→ Text zur Analyse:

▽

Wenn der Sarkasmus naheliegt

Und auch wenn das mit viel Humor und Augenzwinkern erzählt wird, merkt man schon, dass die Corona-Stille für Levin ganz so bequem nicht war und dass die alten Widersprüche im Kopf ganz und gar nicht beruhigt sind. Denn seine Laufbahn begann zwar mit Beiträgen für eine regional recht bekannte Zeitung – aber das Verhältnis hat sich doch sehr in etwas verwandelt, das man – wie in „Interview mit absoluter Diskretion“ – nur noch mit viel Sarkasmus beschreiben kann.

So bekommen freilich auch begeisterte Leser/-innen von U.S. Levin mit, dass auch ihr geliebter Geschichtenerzähler dieselben Sorgen teilt wie alle anderen Leute, die hoffen, ein möglichst großes Publikum mit ihrer Kunst unterhalten zu dürfen. Natürlich brauchen sie uns. Das ist der Kitt unserer Gesellschaft.

Denn auch wenn es manchmal humorvoll und witzig daherkommt wie bei U. S. Levin, steckt doch ein gewaltiger Ernst dahinter. Denn letztlich spiegeln diese Künstler uns, so wie wir selbst sind – miteinander und zueinander. Man kann sich lustig machen über die „Hungerkünstler“, aber hinter dem Lustigmachen steckt auch eine kleine Portion Neid und Bewunderung.

Die dann die fröhliche Familie am Tisch gern hinter der Behauptung versteckt, das könne doch jeder. Denn es sieht ja so leicht aus, so hingetuscht, als hätte der unter Pseudonym schreibende Bursche aus Markkleeberg in der Corona-Zeit jede Menge Spaß gehabt und eben nur aufschreiben müssen, was eh jeder über Künstler und solche, die es bleiben wollen, denkt.

Aber gerade das Leichte kann ziemlich schwer werden in so einer Zeit. Und wahrscheinlich darf man auch die Zweifel an der Akzeptanz und der Aufnahme seines nächsten Buches ernst nehmen, die Levin hier so spaßig thematisiert. Denn wenn man zwei Jahre lang sein Publikum nicht zu sehen bekommt, ist das wie die Trennung von einer Geliebten. Man weiß nicht mehr, ob man noch die richtigen Worte findet und die alte Beziehung noch funktioniert.

Ohne Publikum geht es nicht

Das sieht man ja nicht, wenn so oberflächlich über die geschlossene Kultur geredet und entschieden wird: Dass Künstler auch deshalb „funktionieren“, weil ihnen die Reaktion ihres Publikums bestätigt, dass sie gehört und erhört werden, dass die Emotionen überspringen und die Leute am Büchertisch die Bücher nicht nur passend zum Kostüm kaufen.

△

→ Arbeitsauftrag: Zitieren Sie aus dem Text über U. S. Levin wortgetreu alles von „Und auch wenn“ bis hinunter zu „Sarkasmus beschreiben kann.“. Das Material spielt hierfür keine Rolle.

→ Vorliegendes Material:
▽

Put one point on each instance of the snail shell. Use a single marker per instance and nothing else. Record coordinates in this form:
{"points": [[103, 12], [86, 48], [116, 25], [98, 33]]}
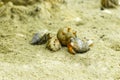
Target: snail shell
{"points": [[53, 44], [64, 34], [41, 37], [75, 45]]}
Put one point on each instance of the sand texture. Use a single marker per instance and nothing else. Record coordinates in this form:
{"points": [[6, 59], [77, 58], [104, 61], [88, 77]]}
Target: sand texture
{"points": [[21, 19]]}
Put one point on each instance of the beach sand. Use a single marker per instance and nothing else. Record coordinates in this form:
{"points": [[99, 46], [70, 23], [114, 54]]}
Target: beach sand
{"points": [[19, 21]]}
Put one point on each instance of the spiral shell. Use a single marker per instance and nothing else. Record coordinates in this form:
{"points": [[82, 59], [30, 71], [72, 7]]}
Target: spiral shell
{"points": [[75, 45], [64, 34], [53, 44]]}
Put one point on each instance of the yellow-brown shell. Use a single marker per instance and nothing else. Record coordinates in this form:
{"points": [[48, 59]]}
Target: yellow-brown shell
{"points": [[53, 44], [64, 34], [75, 45]]}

△

→ Lösung:
Und auch wenn das mit viel Humor und Augenzwinkern erzählt wird, merkt man schon, dass die Corona-Stille für Levin ganz so bequem nicht war und dass die alten Widersprüche im Kopf ganz und gar nicht beruhigt sind. Denn seine Laufbahn begann zwar mit Beiträgen für eine regional recht bekannte Zeitung – aber das Verhältnis hat sich doch sehr in etwas verwandelt, das man – wie in „Interview mit absoluter Diskretion“ – nur noch mit viel Sarkasmus beschreiben kann.